Region pointing data:
++++++++++

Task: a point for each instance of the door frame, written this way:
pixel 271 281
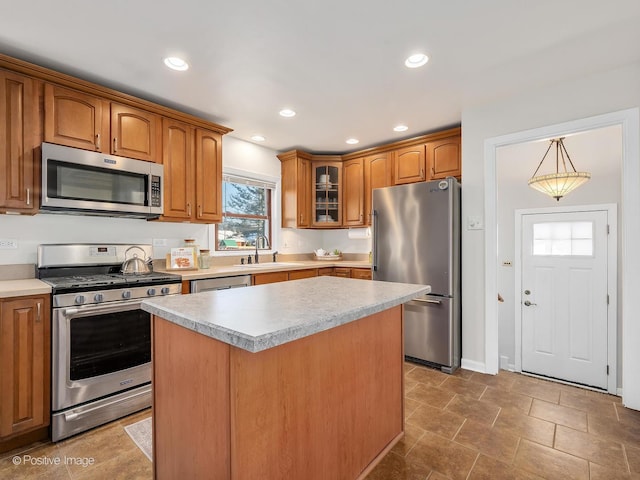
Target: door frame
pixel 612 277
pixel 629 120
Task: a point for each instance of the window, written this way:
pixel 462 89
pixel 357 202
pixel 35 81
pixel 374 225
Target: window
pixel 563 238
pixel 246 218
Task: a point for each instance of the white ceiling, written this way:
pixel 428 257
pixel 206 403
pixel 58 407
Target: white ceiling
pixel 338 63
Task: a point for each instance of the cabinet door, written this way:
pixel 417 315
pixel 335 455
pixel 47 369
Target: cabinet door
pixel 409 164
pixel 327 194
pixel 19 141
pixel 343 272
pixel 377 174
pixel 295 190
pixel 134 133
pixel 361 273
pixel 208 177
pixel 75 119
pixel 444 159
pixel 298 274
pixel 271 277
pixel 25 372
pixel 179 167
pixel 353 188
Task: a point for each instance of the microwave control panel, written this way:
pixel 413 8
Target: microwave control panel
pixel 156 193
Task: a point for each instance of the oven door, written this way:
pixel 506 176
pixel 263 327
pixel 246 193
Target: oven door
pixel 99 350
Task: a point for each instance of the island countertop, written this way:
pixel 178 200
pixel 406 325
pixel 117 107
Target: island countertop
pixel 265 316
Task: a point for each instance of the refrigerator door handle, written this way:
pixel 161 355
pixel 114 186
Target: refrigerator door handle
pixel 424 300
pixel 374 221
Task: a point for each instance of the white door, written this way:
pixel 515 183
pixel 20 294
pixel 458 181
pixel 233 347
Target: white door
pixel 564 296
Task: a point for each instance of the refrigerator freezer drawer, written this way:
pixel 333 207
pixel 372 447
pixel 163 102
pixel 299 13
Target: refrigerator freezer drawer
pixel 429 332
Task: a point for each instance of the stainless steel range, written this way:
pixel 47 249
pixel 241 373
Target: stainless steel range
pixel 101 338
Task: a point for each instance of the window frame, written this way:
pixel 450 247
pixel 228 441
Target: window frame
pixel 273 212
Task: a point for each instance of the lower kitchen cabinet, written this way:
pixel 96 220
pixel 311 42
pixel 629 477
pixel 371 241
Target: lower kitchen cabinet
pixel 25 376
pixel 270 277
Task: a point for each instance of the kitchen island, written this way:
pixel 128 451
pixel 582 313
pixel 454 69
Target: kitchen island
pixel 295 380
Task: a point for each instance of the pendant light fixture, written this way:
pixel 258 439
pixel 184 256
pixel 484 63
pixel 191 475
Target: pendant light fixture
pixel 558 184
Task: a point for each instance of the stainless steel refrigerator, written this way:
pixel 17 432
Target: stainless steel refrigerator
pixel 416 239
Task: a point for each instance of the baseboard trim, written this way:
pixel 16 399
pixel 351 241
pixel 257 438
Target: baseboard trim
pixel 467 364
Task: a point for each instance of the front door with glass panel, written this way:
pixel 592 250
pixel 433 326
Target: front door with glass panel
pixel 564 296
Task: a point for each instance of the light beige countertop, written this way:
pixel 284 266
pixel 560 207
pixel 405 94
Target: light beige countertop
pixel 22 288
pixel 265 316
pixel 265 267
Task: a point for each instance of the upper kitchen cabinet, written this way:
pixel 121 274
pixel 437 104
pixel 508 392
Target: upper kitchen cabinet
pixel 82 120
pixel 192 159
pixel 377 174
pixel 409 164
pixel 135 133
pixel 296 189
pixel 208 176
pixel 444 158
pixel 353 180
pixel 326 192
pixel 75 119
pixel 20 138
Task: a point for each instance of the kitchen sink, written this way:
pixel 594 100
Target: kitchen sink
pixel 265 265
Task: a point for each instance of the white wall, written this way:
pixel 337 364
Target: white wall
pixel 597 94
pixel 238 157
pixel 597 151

++++++++++

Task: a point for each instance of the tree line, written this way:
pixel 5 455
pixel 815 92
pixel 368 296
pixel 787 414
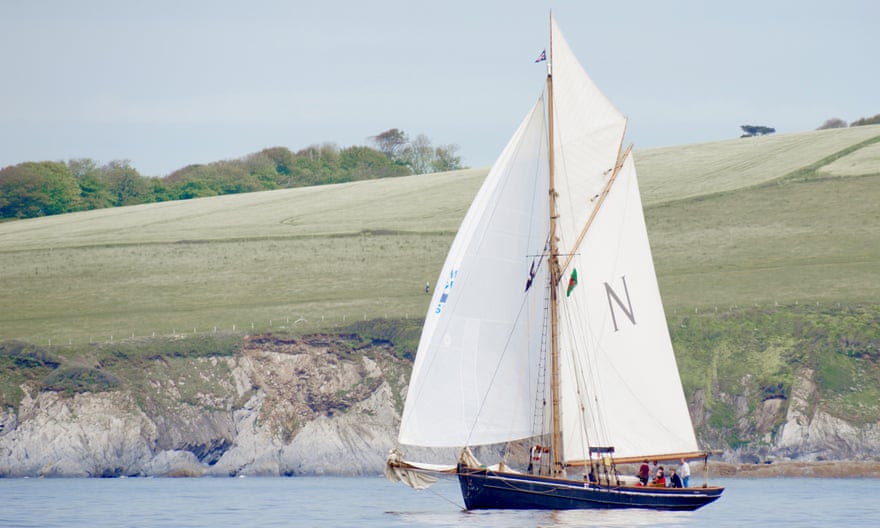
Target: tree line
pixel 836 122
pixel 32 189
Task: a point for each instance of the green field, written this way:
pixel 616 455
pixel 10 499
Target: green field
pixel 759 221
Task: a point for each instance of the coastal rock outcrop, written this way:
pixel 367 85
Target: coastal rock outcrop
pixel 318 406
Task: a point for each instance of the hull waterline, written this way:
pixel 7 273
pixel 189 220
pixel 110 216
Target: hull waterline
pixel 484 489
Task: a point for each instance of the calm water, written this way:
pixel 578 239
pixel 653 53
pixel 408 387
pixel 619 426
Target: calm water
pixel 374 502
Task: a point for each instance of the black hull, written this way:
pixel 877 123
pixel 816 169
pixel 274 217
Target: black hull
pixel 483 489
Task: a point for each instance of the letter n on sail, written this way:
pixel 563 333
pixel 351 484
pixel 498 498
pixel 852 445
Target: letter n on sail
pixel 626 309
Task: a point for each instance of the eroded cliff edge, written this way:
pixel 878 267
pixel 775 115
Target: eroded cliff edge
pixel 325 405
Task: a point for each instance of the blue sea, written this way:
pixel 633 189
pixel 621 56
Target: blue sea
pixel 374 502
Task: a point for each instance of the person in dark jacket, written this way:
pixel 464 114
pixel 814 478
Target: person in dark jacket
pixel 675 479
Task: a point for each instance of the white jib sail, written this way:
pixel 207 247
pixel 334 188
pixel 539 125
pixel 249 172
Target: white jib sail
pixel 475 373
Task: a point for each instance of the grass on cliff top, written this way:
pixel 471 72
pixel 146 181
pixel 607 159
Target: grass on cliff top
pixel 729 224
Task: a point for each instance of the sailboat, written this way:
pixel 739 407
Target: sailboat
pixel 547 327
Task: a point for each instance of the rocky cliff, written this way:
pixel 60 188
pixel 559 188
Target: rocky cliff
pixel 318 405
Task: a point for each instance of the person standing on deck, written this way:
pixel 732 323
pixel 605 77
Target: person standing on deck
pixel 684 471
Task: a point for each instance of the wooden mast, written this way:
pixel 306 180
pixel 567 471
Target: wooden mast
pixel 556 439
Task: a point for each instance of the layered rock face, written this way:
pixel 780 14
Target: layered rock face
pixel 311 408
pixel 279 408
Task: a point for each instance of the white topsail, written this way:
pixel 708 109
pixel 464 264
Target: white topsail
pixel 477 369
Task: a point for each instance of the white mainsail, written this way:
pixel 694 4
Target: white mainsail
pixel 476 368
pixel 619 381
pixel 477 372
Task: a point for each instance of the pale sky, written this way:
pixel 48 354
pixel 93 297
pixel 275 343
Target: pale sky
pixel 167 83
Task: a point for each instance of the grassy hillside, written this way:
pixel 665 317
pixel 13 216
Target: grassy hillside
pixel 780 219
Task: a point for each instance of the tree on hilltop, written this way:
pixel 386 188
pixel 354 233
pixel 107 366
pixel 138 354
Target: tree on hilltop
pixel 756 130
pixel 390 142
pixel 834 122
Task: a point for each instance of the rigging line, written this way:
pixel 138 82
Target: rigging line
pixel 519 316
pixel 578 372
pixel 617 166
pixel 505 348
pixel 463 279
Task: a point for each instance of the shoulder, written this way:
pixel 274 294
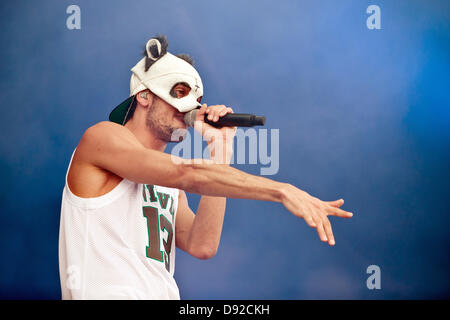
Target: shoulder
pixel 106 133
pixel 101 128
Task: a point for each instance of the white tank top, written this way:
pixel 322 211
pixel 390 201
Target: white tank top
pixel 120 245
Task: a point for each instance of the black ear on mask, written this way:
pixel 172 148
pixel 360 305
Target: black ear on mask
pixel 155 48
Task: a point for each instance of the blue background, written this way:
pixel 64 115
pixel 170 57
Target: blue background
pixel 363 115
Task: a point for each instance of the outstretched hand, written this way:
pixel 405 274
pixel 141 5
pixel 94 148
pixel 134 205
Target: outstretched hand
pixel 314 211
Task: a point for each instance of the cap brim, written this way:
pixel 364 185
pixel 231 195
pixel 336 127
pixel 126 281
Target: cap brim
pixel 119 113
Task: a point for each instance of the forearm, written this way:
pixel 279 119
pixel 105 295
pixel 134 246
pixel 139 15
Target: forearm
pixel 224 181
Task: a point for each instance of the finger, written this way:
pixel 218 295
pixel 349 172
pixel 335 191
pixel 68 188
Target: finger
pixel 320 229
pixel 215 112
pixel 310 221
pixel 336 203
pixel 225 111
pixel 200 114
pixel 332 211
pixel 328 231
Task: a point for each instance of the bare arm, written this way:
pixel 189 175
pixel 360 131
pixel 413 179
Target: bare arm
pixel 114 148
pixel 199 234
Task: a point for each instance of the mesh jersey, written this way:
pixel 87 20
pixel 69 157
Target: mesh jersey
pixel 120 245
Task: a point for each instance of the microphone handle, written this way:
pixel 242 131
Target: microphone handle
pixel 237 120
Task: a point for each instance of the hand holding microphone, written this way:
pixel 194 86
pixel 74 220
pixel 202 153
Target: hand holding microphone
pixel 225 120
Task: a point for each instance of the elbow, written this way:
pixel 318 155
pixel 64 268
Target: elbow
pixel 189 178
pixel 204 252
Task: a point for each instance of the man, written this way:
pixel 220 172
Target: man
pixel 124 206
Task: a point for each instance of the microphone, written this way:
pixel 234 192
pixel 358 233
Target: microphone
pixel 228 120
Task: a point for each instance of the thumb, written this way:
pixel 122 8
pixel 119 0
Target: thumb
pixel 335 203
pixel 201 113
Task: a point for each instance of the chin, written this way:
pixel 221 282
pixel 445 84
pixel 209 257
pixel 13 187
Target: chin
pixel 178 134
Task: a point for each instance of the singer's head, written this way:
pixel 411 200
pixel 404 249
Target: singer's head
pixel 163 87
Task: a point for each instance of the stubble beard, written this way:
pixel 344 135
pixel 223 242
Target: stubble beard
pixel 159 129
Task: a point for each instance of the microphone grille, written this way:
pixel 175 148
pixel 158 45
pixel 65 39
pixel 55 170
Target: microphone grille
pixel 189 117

++++++++++

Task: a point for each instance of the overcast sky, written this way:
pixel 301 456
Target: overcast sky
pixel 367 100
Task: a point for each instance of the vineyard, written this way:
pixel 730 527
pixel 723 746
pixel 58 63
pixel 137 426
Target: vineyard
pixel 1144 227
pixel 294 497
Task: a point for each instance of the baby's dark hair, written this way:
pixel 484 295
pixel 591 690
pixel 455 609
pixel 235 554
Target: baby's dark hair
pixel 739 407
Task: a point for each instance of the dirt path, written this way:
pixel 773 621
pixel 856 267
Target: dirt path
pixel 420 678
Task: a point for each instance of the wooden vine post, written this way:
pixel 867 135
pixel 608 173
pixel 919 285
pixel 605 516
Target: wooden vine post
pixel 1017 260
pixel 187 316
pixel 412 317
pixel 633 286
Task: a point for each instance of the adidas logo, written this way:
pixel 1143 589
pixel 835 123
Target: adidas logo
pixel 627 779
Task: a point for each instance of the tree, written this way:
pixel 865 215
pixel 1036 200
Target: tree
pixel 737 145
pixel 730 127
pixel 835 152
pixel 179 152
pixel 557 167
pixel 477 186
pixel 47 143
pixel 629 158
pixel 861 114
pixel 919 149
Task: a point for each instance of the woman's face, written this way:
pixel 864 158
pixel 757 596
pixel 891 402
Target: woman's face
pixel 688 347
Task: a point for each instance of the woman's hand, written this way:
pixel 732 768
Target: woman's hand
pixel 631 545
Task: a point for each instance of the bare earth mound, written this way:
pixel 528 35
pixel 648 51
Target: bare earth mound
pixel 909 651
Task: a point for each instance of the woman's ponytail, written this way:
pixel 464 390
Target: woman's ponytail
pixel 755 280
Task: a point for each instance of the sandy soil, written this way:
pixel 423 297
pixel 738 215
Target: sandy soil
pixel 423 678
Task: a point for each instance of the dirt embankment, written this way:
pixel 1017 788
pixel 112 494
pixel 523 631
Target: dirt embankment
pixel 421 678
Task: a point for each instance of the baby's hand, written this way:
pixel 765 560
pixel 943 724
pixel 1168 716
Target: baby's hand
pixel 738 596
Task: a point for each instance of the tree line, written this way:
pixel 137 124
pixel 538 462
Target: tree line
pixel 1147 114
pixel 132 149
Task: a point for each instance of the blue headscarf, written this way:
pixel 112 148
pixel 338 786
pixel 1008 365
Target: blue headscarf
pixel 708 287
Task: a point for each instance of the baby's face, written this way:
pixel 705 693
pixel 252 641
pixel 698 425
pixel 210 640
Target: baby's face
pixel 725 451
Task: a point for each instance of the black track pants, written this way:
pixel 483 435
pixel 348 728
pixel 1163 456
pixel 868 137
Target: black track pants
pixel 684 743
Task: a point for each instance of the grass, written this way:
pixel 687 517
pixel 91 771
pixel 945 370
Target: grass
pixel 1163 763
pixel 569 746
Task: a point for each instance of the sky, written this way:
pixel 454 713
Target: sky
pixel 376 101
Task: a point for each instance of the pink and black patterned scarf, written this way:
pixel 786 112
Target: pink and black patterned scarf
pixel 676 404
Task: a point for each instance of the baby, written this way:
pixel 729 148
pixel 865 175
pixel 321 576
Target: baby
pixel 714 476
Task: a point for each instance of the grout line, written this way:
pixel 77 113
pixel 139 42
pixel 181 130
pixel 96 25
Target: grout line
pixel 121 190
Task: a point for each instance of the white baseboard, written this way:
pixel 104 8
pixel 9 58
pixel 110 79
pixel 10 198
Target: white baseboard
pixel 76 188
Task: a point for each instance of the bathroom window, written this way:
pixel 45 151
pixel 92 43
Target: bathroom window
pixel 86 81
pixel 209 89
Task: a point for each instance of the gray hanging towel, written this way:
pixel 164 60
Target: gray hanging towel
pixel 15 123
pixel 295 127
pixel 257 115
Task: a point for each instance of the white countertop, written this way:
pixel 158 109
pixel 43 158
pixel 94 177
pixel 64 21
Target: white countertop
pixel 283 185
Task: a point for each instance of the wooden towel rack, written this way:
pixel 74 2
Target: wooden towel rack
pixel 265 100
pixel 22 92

++++++++++

HOW TO COMPLETE THIS TASK. Among the entries above, the lines between the ones containing "pixel 117 107" and "pixel 17 432", inclusive, are to be transcribed exactly. No other line is to be given.

RESPONSE TO THIS TASK.
pixel 117 107
Target: island countertop
pixel 265 316
Task: a point for each instance of the refrigerator door handle, written this way:
pixel 161 355
pixel 114 186
Target: refrigerator door handle
pixel 424 300
pixel 374 221
Task: a point for each instance of the white door, written this way:
pixel 515 183
pixel 20 294
pixel 458 181
pixel 233 347
Target: white door
pixel 564 296
Task: a point for each instance of the refrigerator freezer drawer, written this way:
pixel 333 207
pixel 372 447
pixel 163 102
pixel 299 13
Target: refrigerator freezer drawer
pixel 429 332
Task: a point for each instance of the stainless steel range, written this way:
pixel 47 249
pixel 241 373
Target: stainless steel range
pixel 101 338
Task: a point for each instance of the window frame, written this way:
pixel 450 247
pixel 228 441
Target: window frame
pixel 273 212
Task: a point for each instance of the lower kitchen cabinet, written this way:
pixel 96 220
pixel 311 42
pixel 629 477
pixel 371 241
Target: lower kitchen cabinet
pixel 25 376
pixel 270 277
Task: a point for each instance of the kitchen island, written this way:
pixel 128 451
pixel 582 313
pixel 454 69
Target: kitchen island
pixel 295 380
Task: a point for each instance of the pendant light fixture, written this way:
pixel 258 439
pixel 184 256
pixel 484 63
pixel 191 475
Target: pendant light fixture
pixel 558 184
Task: a point for each instance of the stainless steel refrigerator, written this way:
pixel 17 432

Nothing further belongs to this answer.